■ Selected excerpt
Function 3

Function modifiers

The function declaration has the following form:

prefix return_type func_name(parameter_list) suffix;

You can provide a number of optional modifiers (or specifiers) to functions.

  • Modifiers alter the behavior of the function.
  • Some modifiers appear before the return type (prefix), some appear at the end (suffix).

Prefix modifiers

static function

When a function is declared static at the global (file) scope, its visibility is limited to the file in which it is defined.

  • It can be called only within the file and can’t be used in other files.
  • Useful for helper functions that are only used within the file, and avoid name conflicts.

static class method

In the context of a class, the static modifier is used to define static member functions.

  • These functions belong to the class rather than an instance of the class.
    • Recall the static variable belongs to the class, not to an instance.
  • As a result, they can be called using the class name (without creating an object) and don’t have access to this pointer.
class MyClass {
public:
    static void staticMethod();
};

MyClass::staticMethod(); // Call the static method

constexpr

The constexpr keyword is to indicate that the function should be evaluated at compile time if possible.

  • It can be used to optimize performance by avoiding runtime computation.
  • The function must be a pure function
    • It should not have side effects and should only depend on its input parameters.
constexpr int factorial(int n) {
    return n <= 1 ? 1 : n * factorial(n - 1);
}

Other prefix modifiers

  • inline: inline suggests that the compiler should inline the function, replacing the function call with the actual code of the function.
  • virtual: virtual is used in class methods that can be overridden in derived classes.
  • [[nodiscard]]: The function returns a value that should be used.
  • [[noreturn]]: The function won’t return.

Suffix modifiers

override and final1

  • override: Indicates that the function is intended to override a virtual function from a base class.
  • final: Prevents a function from being overridden in derived classes.
    • Another usage is to prevent a class from being inherited.
class A {
public:
    virtual void my_func();
};

class B : public A {
public:
    void my_func() override;
};

class C : public B {
public:
    void my_func() final;
};

class D : public C {
public:
    void my_func() override; // Error: my_func is final in C
};
  • class C has a final method my_func, so class D cannot override it.

Variadic functions/templates

Variadic functions

Variadic functions take a variable number of arguments.

■ List of tasks
A. Answer these questions from the notes on C++ function modifiers:
(i) What pointer can a static member function not access?
(ii) What does the [[noreturn]] modifier indicate?
(iii) Besides stopping a function from being overridden, what other use of final is given?
B. List every modifier that the notes on C++ function modifiers name under the heading "Other prefix modifiers."
C. Carry on the notes on C++ function modifiers, starting after their final sentence about variadic functions.

Coordinate annotation entries

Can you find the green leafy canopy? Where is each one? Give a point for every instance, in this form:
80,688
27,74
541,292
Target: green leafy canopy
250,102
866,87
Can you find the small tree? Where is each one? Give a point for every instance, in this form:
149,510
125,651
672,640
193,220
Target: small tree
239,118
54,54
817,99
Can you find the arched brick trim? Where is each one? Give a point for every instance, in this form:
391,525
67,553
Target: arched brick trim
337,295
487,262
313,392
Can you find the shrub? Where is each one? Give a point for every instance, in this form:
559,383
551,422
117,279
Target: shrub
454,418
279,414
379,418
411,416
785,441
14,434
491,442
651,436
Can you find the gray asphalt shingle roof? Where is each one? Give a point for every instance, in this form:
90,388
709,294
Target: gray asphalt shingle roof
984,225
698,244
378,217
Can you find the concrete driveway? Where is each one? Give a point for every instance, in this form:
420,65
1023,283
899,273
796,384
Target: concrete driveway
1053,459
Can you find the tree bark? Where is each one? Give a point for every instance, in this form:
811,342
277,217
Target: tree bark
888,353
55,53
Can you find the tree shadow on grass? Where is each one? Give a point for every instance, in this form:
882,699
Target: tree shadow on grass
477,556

■ Exercise results
A.
(i) The this pointer.
(ii) The function won't return.
(iii) Preventing a class from being inherited.

B. inline, virtual, [[nodiscard]], [[noreturn]]

C.
  • With variadic functions, you can take any number of arguments.
    • If you are a python programmer, you can think of it as *args.
  • The compiler matches the arguments to the parameters based on the order, any leftovers pack into the variadic parameter represented by ....
int sum(size_t n, ...);

// usage
int num1 = sum(1, 1);
int num2 = sum(2, 2, 2);
int num3 = sum(6, 2, 4, 6, 8, 10, 12); // 6 means there are 6 arguments

Implement a variadic function

You can’t extract elements from the variadic parameter directly.

  • You access the individual element by using utility functions in <cstdarg>.
Function Description
va_list A type used to hold the information needed to retrieve the additional arguments after the fixed parameters.
va_start Initializes a va_list variable to retrieve the additional arguments.
va_arg Retrieves the next additional argument from the va_list.
va_end Cleans up the va_list when done.
va_copy Copies a va_list. 
int sum(size_t n, ...){
    va_list args;
    va_start(args, n); // initialize the list

    int result = 0;
    for (size_t i = 0; i < n; ++i) {
        auto next_arg = va_arg(args, int);
        result += next_arg;
    }
    va_end(args); // clear the list
    return result;
}
  • va_list is initialized by va_start, and cleaned up by va_end.
    • Think about a pointer to a list of arguments, va_list type traverses the list.
  • va_arg(va_list ap, type) is used to get the next argument.
    • ap is the va_list variable initialized by va_start.
    • type is the type of the next argument.
    • It returns the next argument and moves the pointer forward.

Variadic templates

There’re at least two disadvantages of variadic functions:

  • Variadic parameters are not type-safe, you can’t check the type of the arguments.
  • The number of arguments has to be known at compile time.

Variadic templates provides a safer and more flexible alternative. To declare a variadic template, you add a special template parameter ... called “parameter pack”.

Parameter pack

template <typename... Args>
return_type func_name(Args... args);
  • Args... is the parameter pack, it’s part of the function parameter list.
  • You can invoke a function inside the function template with the parameter pack.
    • Syntax: func_name(args...).
    • This expands the parameter pack args and allows you to perform further processing on the arguments contained in the parameter pack.

Programming with Parameter Packs

Unfortunately, the usage of parameter packs is not straightforward.

  • You can’t directly access the elements of the parameter pack.
  • A process called “compile-time recursion” is needed to process the parameter pack.
// base case
template <typename T>
void my_func(T x) {
    // do something with x
}

template <typename T, typename... Args>
void my_func(T x, Args... args) {
  // Use x, then recurse:
  my_func(args...);
}

Revisiting the sum function2

template <typename T>
T sum(T x) {
    return x;
}

template <typename T, typename... Args>
T sum(T x, Args... args) {
    return x + sum(args...);
}

// usage
int num1 = sum(1); // 1
int num2 = sum(2, 2); // 4
int num3 = sum(6, 2, 4, 6, 8, 10, 12); // 48
  • The base case template <typename T> is needed to terminate the recursion.
  • The compiler will expand the parameter pack Args... into a series of arguments until the base case is reached.

Fold expressions

C++17 introduces fold expressions, which provide a concise way to perform operations on a parameter pack.

When you want to perform operations on a parameter pack, you can use fold expressions. The syntax is as follows:

template <typename... Args>
return_type func_name(Args... args) {
    return (args op ...);  // op is the operator you want to apply
}

For example, you can use fold expressions to implement the sum function.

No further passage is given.